SELECTION:
════════

Apples for All Seasons
Few fruits or vegetables, and especially those coming from smaller, sustainable farms, can stay fresh through winter. But apples have a unique chemical makeup that can make them actually improve with age. Farmers once used root cellars to store their apples in cool and slightly humid conditions, but now many turn to controlled-atmosphere facilities. Once reserved for large-scale commercially produced apples, increasing numbers of smaller regional farmers are now able to turn to local co-ops and other partnerships to store apples in central cooling facilities. These facilities are generally set at around 34 degrees Fahrenheit, with low oxygen and high humidity levels, which prevent one bad apple from literally spoiling the bunch since apples spread ethylene as they “perspire.”
“Apples are the most economical produce on the shelf because they can be available for extended periods,” says Mark Nicholson, a third-generation co-owner of Red Jacket Orchards in the Finger Lakes region of New York. One of the heirloom varieties Red Jacket grows is the New Town Pippen, nicknamed during Colonial times as the “Christmas Apple” because, although it’s harvested in the fall, its starches turn to sugar producing a sweeter, deeper flavor over time. Other varieties that store well through the winter are Fuji, Gala, and Honeycrisp.

════════

RECORD EXCERPTS:

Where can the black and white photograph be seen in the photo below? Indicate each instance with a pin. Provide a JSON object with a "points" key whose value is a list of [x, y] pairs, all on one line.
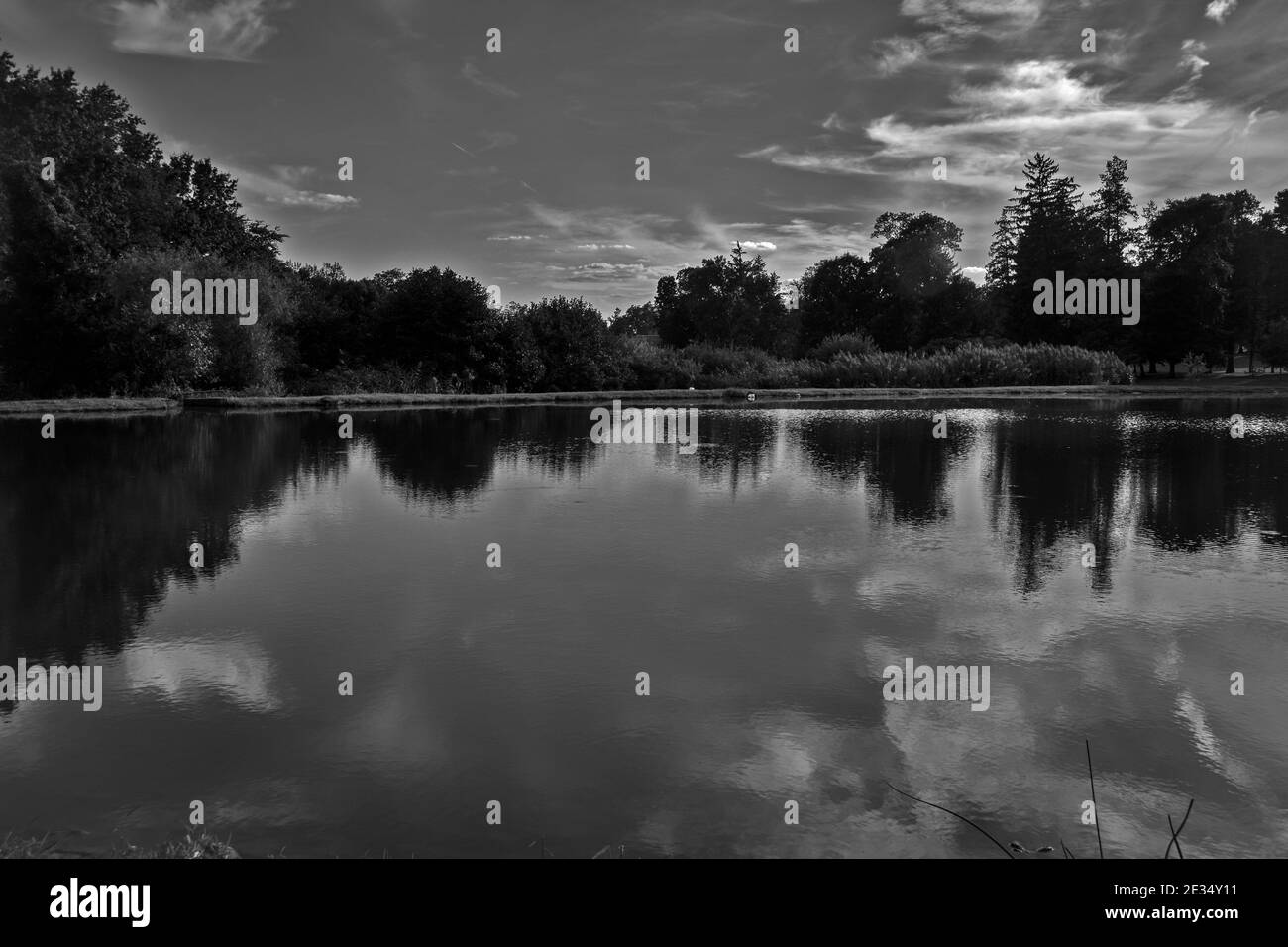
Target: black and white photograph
{"points": [[621, 429]]}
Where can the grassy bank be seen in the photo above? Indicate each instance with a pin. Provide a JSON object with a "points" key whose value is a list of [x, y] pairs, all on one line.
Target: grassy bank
{"points": [[201, 845], [1215, 386]]}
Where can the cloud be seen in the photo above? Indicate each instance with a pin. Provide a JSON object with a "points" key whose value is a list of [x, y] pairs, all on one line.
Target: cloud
{"points": [[497, 140], [281, 188], [314, 200], [991, 129], [1220, 9], [292, 174], [233, 29], [471, 72], [949, 24], [1192, 60]]}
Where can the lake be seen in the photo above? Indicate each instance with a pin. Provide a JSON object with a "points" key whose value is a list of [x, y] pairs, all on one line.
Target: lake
{"points": [[765, 682]]}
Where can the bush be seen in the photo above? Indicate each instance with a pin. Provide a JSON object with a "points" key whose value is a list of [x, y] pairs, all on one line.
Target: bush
{"points": [[854, 343]]}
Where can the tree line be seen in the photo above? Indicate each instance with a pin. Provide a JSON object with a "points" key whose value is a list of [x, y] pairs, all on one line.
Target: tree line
{"points": [[81, 240]]}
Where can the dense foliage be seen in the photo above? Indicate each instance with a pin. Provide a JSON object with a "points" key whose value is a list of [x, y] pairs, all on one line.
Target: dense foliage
{"points": [[80, 248]]}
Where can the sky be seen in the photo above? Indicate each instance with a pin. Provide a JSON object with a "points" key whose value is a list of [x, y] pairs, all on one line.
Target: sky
{"points": [[518, 167]]}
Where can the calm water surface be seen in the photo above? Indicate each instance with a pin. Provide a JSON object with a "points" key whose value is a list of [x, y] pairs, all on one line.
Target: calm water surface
{"points": [[518, 684]]}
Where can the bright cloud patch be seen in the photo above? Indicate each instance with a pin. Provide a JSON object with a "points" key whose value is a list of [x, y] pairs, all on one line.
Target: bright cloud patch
{"points": [[233, 29]]}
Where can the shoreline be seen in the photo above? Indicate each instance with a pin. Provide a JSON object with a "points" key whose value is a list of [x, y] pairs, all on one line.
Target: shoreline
{"points": [[1262, 386]]}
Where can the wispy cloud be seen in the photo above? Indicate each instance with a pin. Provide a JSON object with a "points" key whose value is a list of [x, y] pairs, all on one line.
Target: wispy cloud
{"points": [[233, 29], [472, 73], [1220, 9], [1192, 60], [949, 24]]}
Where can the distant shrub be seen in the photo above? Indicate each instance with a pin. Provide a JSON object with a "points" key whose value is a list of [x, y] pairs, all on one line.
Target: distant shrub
{"points": [[853, 343]]}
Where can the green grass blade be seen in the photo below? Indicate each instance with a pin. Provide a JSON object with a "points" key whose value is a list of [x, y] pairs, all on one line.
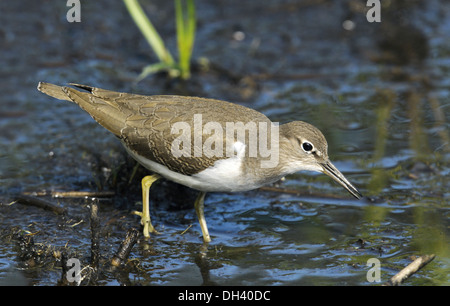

════════

DIRECTIONS FOR THIS TASK:
How would you render this sentence from the apple storage text into Spanish: "But apples have a unique chemical makeup that can make them actually improve with age."?

SOLUTION FOR THIS EXERCISE:
Pero las manzanas tienen una composición química única que puede hacer que, de hecho, mejoren con el tiempo.